TEXT BLOCK -
········
= PACTOR =

Digital radio modulation mode

PACTOR is a radio modulation mode used by amateur radio operators, marine radio stations, military or government users such as the United States Department of Homeland Security & its cybersecurity agency CISA, and radio stations in isolated areas to send and receive digital information via radio.

PACTOR is an evolution of both AMTOR and packet radio; its name is a portmanteau of these two technologies' names. PACTOR uses a combination of simple FSK modulation, and the ARQ protocol for error detection and data throughput. Generational improvements to PACTOR include PACTOR II, PACTOR III, and PACTOR IV which are capable of higher speed transmission. As PACTOR was designed to operate as a shortwave HF band radio, it commonly operates at frequencies between 3 MHz and 30 MHz.

==History==
PACTOR (Latin: The mediator) was developed by Special Communications Systems GmbH (SCS) and released to the public in 1991.

PACTOR was developed in order to improve the reception of digital data when the received signal was weak or noisy. It combines the bandwidth efficiency of packet radio with the error-correction (CRC) and automatic repeat request (ARQ) of AMTOR. Amateur radio operators were instrumental in developing and implementing these digital modes.

==Current uses==
PACTOR radio equipment consists of an HF transceiver, a computer and a terminal node controller. Software running on the computer drives the terminal node controller. The most commonly used amateur program for this purpose is Airmail.

PACTOR is used by Amateur Bulletin board system operators to exchange public messages, and open conversations across the world. It is also used by the NTSD (digital) portion of the ARRL's National Traffic System (NTS) to pass digital ARRL Radiograms. Newer PACTOR modes are used to transfer large binary data files and Internet e-mail, particularly via the Winlink global e-mail system.

The SailMail network transfers e-mail on behalf of marine stations.

==Technical characteristics==
PACTOR is a set of standardized modes used by radio operators for FSK radioteletype transfer of digital information over shortwave bands.
········
DIRECTION -
According to the PACTOR text, which company developed PACTOR, and in what year was it released to the public?
········
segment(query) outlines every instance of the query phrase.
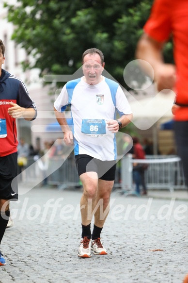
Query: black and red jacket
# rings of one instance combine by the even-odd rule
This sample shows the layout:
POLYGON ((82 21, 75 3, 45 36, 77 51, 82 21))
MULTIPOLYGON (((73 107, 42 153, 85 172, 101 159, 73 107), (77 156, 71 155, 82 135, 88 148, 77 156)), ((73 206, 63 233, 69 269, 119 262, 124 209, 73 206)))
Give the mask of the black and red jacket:
POLYGON ((0 138, 0 156, 5 156, 17 151, 18 142, 16 119, 8 114, 9 102, 16 103, 25 108, 36 108, 31 99, 24 83, 16 77, 2 69, 0 77, 0 118, 6 119, 7 136, 0 138))

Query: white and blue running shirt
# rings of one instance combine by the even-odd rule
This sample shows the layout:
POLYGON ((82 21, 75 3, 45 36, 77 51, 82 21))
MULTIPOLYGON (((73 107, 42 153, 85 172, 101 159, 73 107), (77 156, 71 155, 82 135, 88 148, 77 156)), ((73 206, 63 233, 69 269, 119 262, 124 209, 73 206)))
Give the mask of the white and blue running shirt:
POLYGON ((88 154, 100 160, 117 158, 115 134, 109 131, 106 122, 132 113, 122 89, 117 83, 102 77, 94 85, 83 77, 70 81, 63 86, 54 102, 59 112, 70 104, 73 120, 74 153, 88 154))

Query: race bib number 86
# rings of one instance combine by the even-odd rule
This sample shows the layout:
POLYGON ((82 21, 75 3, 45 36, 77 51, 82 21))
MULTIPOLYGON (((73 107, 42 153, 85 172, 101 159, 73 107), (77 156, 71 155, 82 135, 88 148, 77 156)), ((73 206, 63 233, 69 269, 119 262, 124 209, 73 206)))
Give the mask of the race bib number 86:
POLYGON ((81 133, 93 137, 106 135, 105 120, 83 119, 81 133))
POLYGON ((0 138, 6 137, 7 136, 6 119, 0 119, 0 138))

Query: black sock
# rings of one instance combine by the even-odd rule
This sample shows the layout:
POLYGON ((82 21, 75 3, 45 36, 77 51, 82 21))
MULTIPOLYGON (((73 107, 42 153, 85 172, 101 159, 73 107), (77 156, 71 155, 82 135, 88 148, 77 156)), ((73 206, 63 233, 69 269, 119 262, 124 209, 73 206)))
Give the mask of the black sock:
POLYGON ((100 228, 100 227, 97 227, 94 224, 94 230, 93 230, 92 233, 92 239, 94 240, 95 239, 98 239, 98 238, 100 238, 100 233, 101 233, 103 227, 100 228))
POLYGON ((82 233, 81 234, 81 237, 87 237, 88 239, 91 239, 92 233, 91 233, 91 223, 89 225, 85 226, 81 224, 82 227, 82 233))
POLYGON ((10 216, 10 210, 5 212, 0 212, 0 244, 6 230, 10 216), (5 219, 4 219, 4 218, 5 219))

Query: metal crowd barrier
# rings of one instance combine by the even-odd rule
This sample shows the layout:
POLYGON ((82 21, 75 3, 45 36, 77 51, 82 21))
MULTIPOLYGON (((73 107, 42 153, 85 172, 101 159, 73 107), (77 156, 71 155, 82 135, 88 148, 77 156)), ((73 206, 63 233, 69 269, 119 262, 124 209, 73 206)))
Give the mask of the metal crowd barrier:
POLYGON ((121 188, 133 190, 132 164, 147 164, 145 182, 148 189, 186 189, 180 158, 176 155, 147 155, 145 160, 132 159, 127 154, 122 160, 121 188), (126 173, 125 173, 126 172, 126 173))
MULTIPOLYGON (((78 177, 75 156, 71 154, 66 160, 63 159, 63 157, 54 156, 42 166, 41 161, 40 163, 36 157, 30 156, 25 167, 28 169, 25 172, 23 171, 21 181, 32 183, 34 180, 36 183, 36 180, 38 180, 40 183, 47 176, 47 183, 57 185, 61 189, 80 187, 81 183, 78 177), (55 167, 58 168, 53 172, 55 167)), ((119 188, 134 191, 132 164, 135 161, 148 165, 145 171, 145 183, 148 189, 168 189, 173 191, 175 188, 186 188, 181 160, 178 156, 148 155, 146 160, 135 160, 132 159, 131 154, 127 154, 118 163, 114 189, 119 188)))

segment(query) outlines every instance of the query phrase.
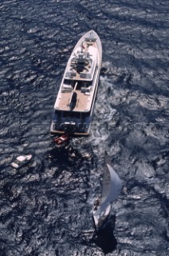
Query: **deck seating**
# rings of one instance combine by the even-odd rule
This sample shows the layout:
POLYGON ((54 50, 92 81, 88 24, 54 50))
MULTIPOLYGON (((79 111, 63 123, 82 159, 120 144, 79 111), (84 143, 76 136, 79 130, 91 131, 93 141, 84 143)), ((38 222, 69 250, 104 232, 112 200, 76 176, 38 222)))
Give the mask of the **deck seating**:
POLYGON ((65 92, 65 91, 72 91, 72 90, 73 90, 73 87, 72 87, 72 86, 70 86, 70 85, 65 85, 65 84, 63 84, 61 92, 65 92))

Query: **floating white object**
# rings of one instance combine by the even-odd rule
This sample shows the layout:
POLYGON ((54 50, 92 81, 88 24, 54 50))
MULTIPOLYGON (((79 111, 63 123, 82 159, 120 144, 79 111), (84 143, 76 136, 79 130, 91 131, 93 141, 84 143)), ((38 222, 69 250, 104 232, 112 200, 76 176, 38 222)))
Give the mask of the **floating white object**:
POLYGON ((96 231, 103 226, 108 219, 112 203, 119 197, 121 188, 121 180, 113 170, 110 158, 105 153, 102 195, 100 199, 96 201, 92 212, 96 231))
POLYGON ((32 154, 20 155, 11 163, 11 166, 15 169, 18 169, 29 162, 32 157, 32 154))

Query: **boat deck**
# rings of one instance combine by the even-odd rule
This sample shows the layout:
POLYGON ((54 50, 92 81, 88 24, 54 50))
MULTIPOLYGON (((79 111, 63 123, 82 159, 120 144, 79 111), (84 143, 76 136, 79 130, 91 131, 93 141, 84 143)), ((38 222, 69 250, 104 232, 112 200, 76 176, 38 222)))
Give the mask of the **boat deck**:
MULTIPOLYGON (((72 106, 74 111, 87 111, 89 110, 89 102, 91 92, 81 92, 80 90, 75 90, 73 93, 77 94, 77 100, 74 106, 72 106)), ((73 91, 62 92, 60 94, 60 101, 57 107, 63 110, 69 110, 71 107, 71 96, 73 91)), ((72 103, 73 104, 73 102, 72 103)))

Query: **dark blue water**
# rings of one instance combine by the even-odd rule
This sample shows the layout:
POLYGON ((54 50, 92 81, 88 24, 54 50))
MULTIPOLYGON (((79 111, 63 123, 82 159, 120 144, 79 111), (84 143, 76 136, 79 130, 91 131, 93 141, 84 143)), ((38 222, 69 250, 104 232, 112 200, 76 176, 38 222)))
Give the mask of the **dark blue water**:
POLYGON ((1 256, 169 255, 168 13, 163 0, 1 1, 1 256), (59 152, 54 102, 73 46, 92 29, 103 63, 91 135, 59 152), (123 191, 112 239, 96 241, 105 150, 123 191), (13 170, 28 153, 33 160, 13 170))

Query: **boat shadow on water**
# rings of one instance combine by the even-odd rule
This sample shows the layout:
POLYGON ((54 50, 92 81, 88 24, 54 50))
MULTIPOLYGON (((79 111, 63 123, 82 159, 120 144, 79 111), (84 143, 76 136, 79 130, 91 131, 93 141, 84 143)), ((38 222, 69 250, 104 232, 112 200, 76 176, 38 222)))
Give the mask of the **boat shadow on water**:
POLYGON ((100 247, 104 254, 109 254, 116 249, 117 241, 114 236, 116 215, 111 216, 104 227, 93 234, 92 242, 100 247))

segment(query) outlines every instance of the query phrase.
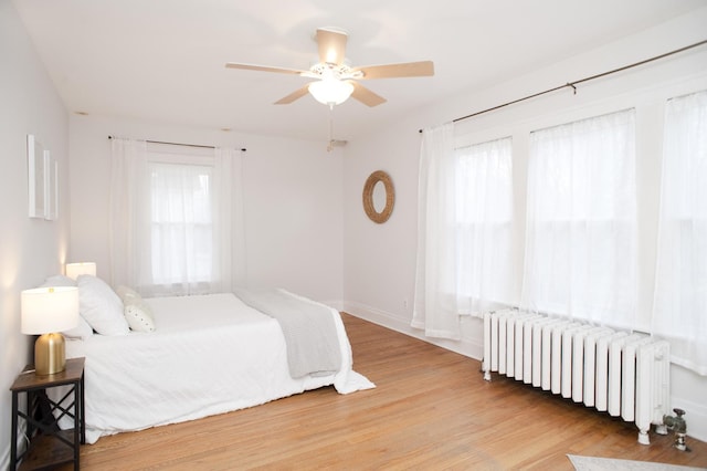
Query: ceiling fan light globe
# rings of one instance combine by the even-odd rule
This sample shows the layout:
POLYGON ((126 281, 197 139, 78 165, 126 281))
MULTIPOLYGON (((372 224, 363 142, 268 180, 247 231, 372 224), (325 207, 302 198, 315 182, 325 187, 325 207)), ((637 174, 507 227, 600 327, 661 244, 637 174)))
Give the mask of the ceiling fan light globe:
POLYGON ((325 105, 339 105, 354 93, 354 85, 338 80, 321 80, 309 84, 309 93, 325 105))

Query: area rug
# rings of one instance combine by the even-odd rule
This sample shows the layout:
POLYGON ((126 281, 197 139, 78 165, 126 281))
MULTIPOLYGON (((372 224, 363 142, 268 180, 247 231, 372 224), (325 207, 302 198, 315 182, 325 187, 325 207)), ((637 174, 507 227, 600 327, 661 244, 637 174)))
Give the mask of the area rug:
POLYGON ((648 461, 615 460, 612 458, 580 457, 568 454, 578 471, 690 471, 706 468, 680 467, 677 464, 653 463, 648 461))

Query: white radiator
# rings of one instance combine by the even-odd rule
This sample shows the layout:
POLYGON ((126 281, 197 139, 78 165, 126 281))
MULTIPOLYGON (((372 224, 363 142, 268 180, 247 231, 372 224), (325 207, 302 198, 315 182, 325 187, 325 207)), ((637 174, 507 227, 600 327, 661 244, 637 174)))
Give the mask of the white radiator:
MULTIPOLYGON (((484 314, 484 378, 513 377, 635 422, 648 444, 651 423, 669 414, 669 344, 643 334, 518 310, 484 314)), ((661 427, 661 432, 664 427, 661 427)))

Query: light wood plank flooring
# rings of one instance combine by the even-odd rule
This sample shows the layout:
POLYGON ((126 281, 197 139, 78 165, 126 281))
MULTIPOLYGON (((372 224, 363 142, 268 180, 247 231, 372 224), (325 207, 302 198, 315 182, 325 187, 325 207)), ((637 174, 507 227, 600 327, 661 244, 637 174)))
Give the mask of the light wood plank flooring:
MULTIPOLYGON (((84 470, 573 469, 567 453, 707 467, 707 443, 631 423, 494 376, 479 362, 344 315, 354 367, 377 384, 323 388, 82 447, 84 470)), ((689 428, 689 411, 686 416, 689 428)))

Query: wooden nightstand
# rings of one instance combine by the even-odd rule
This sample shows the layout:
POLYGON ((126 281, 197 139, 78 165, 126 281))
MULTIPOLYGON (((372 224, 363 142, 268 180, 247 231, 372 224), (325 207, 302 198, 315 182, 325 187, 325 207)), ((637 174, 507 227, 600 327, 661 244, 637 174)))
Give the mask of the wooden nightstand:
POLYGON ((86 423, 84 420, 84 362, 85 358, 70 358, 66 369, 54 375, 36 376, 32 366, 28 366, 12 384, 12 441, 10 443, 10 469, 51 469, 53 467, 74 463, 78 469, 81 443, 86 442, 86 423), (53 401, 46 397, 46 389, 57 386, 70 386, 61 400, 53 401), (27 411, 18 408, 19 395, 27 395, 27 411), (73 401, 72 401, 73 400, 73 401), (74 419, 74 428, 61 430, 54 411, 61 417, 74 419), (18 456, 18 425, 23 419, 30 443, 24 453, 18 456))

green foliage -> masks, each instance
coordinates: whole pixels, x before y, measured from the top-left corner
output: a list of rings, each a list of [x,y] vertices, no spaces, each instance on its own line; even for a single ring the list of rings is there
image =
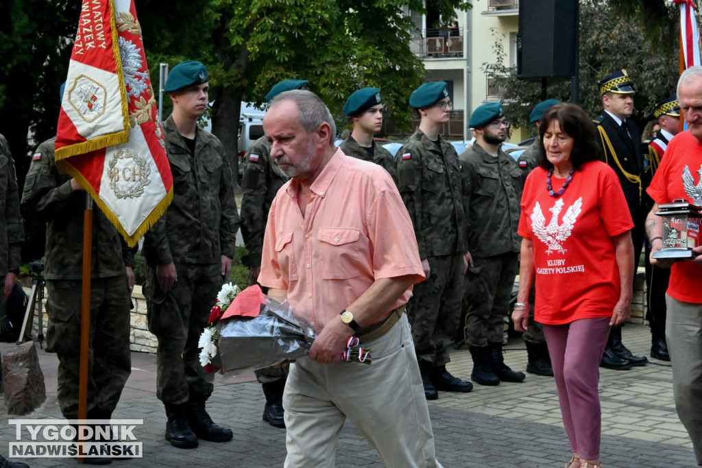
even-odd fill
[[[232,273],[229,275],[230,282],[239,286],[241,290],[249,287],[249,268],[241,264],[241,257],[247,253],[246,247],[237,246],[234,261],[232,262]]]
[[[656,103],[675,91],[679,75],[678,13],[675,6],[668,8],[664,12],[667,27],[646,31],[637,17],[617,11],[606,0],[581,3],[579,105],[589,115],[599,115],[602,101],[597,81],[623,68],[638,91],[635,118],[644,122],[652,118]],[[529,114],[541,100],[541,84],[517,79],[515,69],[502,65],[506,63],[502,45],[505,39],[494,35],[496,60],[483,64],[483,68],[505,89],[503,99],[508,118],[517,126],[531,129]],[[650,39],[642,40],[644,37]],[[656,44],[668,46],[656,48]],[[569,101],[570,82],[548,86],[547,97]]]

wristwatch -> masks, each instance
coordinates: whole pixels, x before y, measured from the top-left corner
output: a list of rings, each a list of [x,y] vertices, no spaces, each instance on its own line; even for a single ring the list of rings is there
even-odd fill
[[[361,330],[361,326],[353,319],[353,314],[345,308],[341,311],[341,321],[351,327],[355,332]]]

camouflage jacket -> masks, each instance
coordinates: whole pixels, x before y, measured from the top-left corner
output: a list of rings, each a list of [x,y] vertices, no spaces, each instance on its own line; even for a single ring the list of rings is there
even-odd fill
[[[53,155],[56,138],[39,145],[22,195],[25,215],[46,223],[44,277],[47,280],[80,280],[83,273],[83,221],[88,196],[71,188],[72,177],[56,167]],[[124,274],[125,266],[134,267],[134,252],[102,212],[93,209],[93,278]]]
[[[25,228],[20,214],[20,194],[15,174],[15,162],[7,140],[0,135],[0,276],[20,268],[20,251],[25,240]]]
[[[468,250],[474,258],[518,252],[522,171],[502,150],[489,155],[477,143],[461,155]],[[545,190],[545,188],[544,188]]]
[[[263,234],[270,204],[288,176],[270,157],[270,143],[262,136],[246,153],[241,181],[241,237],[249,254],[243,259],[249,268],[260,266]]]
[[[422,259],[466,252],[458,157],[441,136],[439,143],[418,129],[395,158],[397,188]]]
[[[239,219],[224,147],[197,128],[193,155],[172,116],[163,128],[173,200],[144,236],[144,256],[157,265],[219,264],[222,255],[234,258]]]
[[[359,160],[363,160],[364,161],[375,162],[388,171],[388,174],[395,181],[395,185],[397,185],[397,172],[395,168],[395,159],[390,151],[376,143],[375,140],[373,141],[373,157],[371,157],[368,152],[366,151],[366,148],[358,144],[358,142],[350,135],[349,135],[347,138],[341,142],[339,148],[341,148],[341,150],[347,156],[352,156]]]

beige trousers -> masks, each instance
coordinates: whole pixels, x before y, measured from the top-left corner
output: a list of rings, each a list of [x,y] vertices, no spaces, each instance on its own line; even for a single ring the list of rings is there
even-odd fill
[[[325,365],[307,357],[291,366],[283,396],[285,467],[334,467],[347,417],[388,467],[441,467],[406,316],[363,346],[373,363]]]

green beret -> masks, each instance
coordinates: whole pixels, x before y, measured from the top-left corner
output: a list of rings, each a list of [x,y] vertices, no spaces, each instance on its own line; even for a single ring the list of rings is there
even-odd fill
[[[505,117],[505,111],[500,103],[488,103],[478,106],[470,115],[468,126],[471,129],[482,129],[493,120]]]
[[[448,86],[444,82],[431,82],[419,86],[409,96],[409,105],[415,109],[429,108],[449,97]]]
[[[207,67],[195,60],[185,60],[178,63],[168,72],[164,91],[171,93],[193,84],[202,84],[209,80]]]
[[[535,122],[538,122],[541,119],[541,116],[543,115],[543,112],[546,112],[554,105],[560,104],[561,101],[557,99],[547,99],[546,100],[542,100],[541,103],[534,106],[534,110],[529,115],[529,121],[532,124]]]
[[[357,115],[373,105],[383,102],[380,90],[378,88],[362,88],[349,96],[344,104],[344,115]]]
[[[293,89],[304,89],[310,85],[310,82],[306,79],[284,79],[280,83],[273,85],[268,93],[265,95],[265,100],[269,103],[273,100],[273,98],[281,93]]]

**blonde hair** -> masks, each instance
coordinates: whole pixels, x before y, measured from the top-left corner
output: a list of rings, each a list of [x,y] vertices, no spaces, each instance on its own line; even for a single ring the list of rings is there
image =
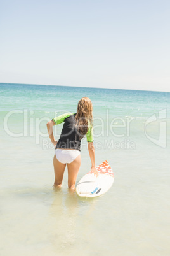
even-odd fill
[[[77,113],[75,117],[75,125],[81,135],[86,134],[89,125],[93,126],[93,105],[88,97],[83,97],[79,100]]]

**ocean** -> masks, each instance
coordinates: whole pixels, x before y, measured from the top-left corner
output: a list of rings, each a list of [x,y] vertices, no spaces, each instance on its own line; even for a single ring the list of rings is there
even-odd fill
[[[96,164],[114,183],[79,197],[55,188],[46,123],[79,100],[93,106]],[[0,83],[2,255],[169,255],[170,93]],[[62,124],[53,127],[58,140]],[[90,171],[86,136],[77,183]],[[169,200],[168,200],[169,199]]]

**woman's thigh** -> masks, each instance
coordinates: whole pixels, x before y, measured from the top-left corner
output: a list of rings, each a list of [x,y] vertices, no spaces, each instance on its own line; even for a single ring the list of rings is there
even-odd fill
[[[81,157],[79,155],[70,164],[67,164],[68,187],[70,188],[75,188],[75,182],[81,163]]]
[[[63,181],[66,164],[62,164],[59,162],[55,154],[53,159],[53,164],[55,176],[55,185],[60,185],[62,184]]]

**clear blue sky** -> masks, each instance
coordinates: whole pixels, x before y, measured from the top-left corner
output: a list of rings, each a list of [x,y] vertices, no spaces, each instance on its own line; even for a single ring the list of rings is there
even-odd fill
[[[1,0],[0,82],[170,92],[169,1]]]

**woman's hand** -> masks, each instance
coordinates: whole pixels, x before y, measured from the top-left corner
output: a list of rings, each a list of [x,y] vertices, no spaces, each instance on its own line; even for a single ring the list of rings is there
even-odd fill
[[[55,148],[56,147],[56,143],[58,141],[53,141],[52,143],[53,144],[53,145],[55,146]]]
[[[91,168],[91,174],[94,173],[95,176],[98,177],[98,173],[97,171],[97,169],[95,167],[92,167]]]

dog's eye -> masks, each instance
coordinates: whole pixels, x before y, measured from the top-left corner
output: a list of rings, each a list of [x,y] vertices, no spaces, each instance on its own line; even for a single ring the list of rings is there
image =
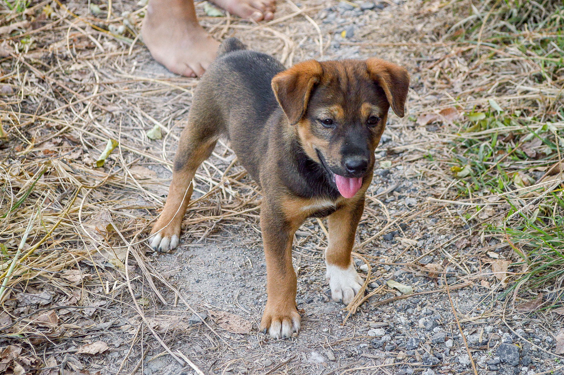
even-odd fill
[[[371,116],[368,117],[368,125],[375,125],[378,123],[378,122],[380,120],[380,118],[377,116]]]

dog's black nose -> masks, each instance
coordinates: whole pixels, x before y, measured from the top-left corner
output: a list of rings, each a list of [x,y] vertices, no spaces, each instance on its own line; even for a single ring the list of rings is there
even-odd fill
[[[345,167],[349,173],[364,173],[368,168],[368,161],[358,156],[349,157],[345,160]]]

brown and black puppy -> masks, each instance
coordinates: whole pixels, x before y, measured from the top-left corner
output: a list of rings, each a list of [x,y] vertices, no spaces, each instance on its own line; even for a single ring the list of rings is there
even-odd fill
[[[388,109],[403,116],[409,76],[377,59],[310,60],[284,70],[272,56],[244,48],[235,38],[224,42],[198,84],[149,241],[161,252],[178,245],[196,169],[227,135],[263,196],[268,299],[261,328],[288,337],[300,326],[292,240],[306,218],[328,218],[333,299],[349,303],[361,289],[351,258],[355,232]]]

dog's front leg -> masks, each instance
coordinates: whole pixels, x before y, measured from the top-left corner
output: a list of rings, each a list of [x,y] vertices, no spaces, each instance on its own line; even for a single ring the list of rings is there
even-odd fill
[[[261,228],[266,260],[268,298],[261,329],[274,338],[290,337],[299,330],[300,317],[296,308],[297,281],[292,264],[292,244],[300,223],[285,217],[276,205],[263,199],[261,205]]]
[[[362,288],[351,257],[356,227],[364,209],[364,198],[351,202],[327,218],[329,245],[325,253],[325,277],[336,302],[348,305]]]

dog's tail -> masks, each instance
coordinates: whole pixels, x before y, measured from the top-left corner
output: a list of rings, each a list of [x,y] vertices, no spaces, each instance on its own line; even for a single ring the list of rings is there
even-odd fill
[[[219,46],[219,49],[217,51],[217,56],[223,56],[226,54],[239,50],[246,50],[246,46],[241,42],[241,41],[236,38],[230,38],[226,39]]]

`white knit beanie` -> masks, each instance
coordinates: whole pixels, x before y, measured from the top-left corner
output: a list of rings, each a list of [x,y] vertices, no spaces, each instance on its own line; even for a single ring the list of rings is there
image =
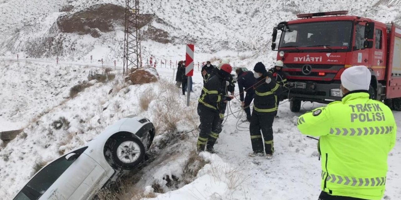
········
PROBLEM SOLUTION -
Special Communications Systems GmbH (SCS) developed PACTOR, and it was released to the public in 1991.